> [Stated goal A]: Decide whether each statement below agrees with the pricing agreement: (i) The Hershey Company is a Delaware corporation. (ii) The Underwriting Agreement is dated August 18, 2015. (iii) The Designated Securities are specified in Schedule I. For each, answer yes or no and quote the deciding words of the agreement exactly.
> [Stated goal B]: Reproduce word for word the part of the pricing agreement that begins at the words "Merrill Lynch, Pierce, Fenner &" and stops after the words "c/o Citigroup Global Markets Inc.".

> [Source]:
^^^^^^^^

PRICING AGREEMENT

EX-1.1 2 d61504dex11.htm EX-1.1 EX-1.1

Exhibit 1.1

Execution Version

PRICING AGREEMENT

Citigroup Global Markets Inc.

Merrill Lynch, Pierce, Fenner & Smith

Incorporated

PNC Capital Markets LLC

As Representatives of the several

Underwriters named in Schedule I hereto

c/o Citigroup Global Markets Inc.

388 Greenwich Street

New York, New York 10013

August 18, 2015

Ladies and Gentlemen:

The Hershey Company, a Delaware corporation (the “Company”), proposes, subject to the terms and conditions stated herein and in the Underwriting Agreement, dated August 18, 2015 (the “Underwriting Agreement”), between the Company, on the one hand, and you, as parties which are signatories or deemed to be signatories to the Underwriting Agreement, on the other hand, to issue and sell to the Underwriters named in Schedule I hereto (the “Underwriters”) the Securities specified in Schedule II hereto (the “Designated Securities”).

^^^^^^^^

> [Information shown]:

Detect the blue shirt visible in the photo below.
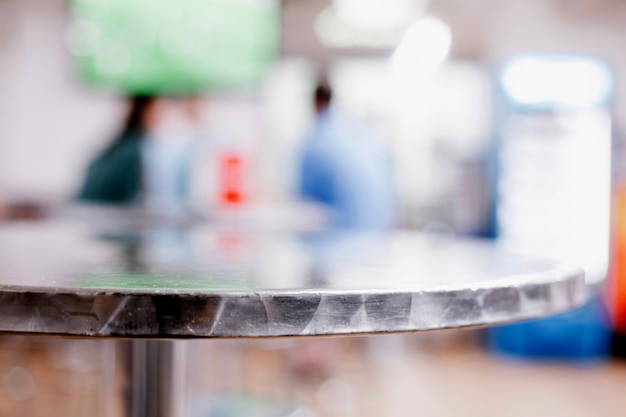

^^^^^^^^

> [Correct output A]:
(i) Yes: "The Hershey Company, a Delaware corporation"
(ii) Yes: "the Underwriting Agreement, dated August 18, 2015"
(iii) No: "the Securities specified in Schedule II hereto"

> [Correct output B]:
Merrill Lynch, Pierce, Fenner & Smith

Incorporated

PNC Capital Markets LLC

As Representatives of the several

Underwriters named in Schedule I hereto

c/o Citigroup Global Markets Inc.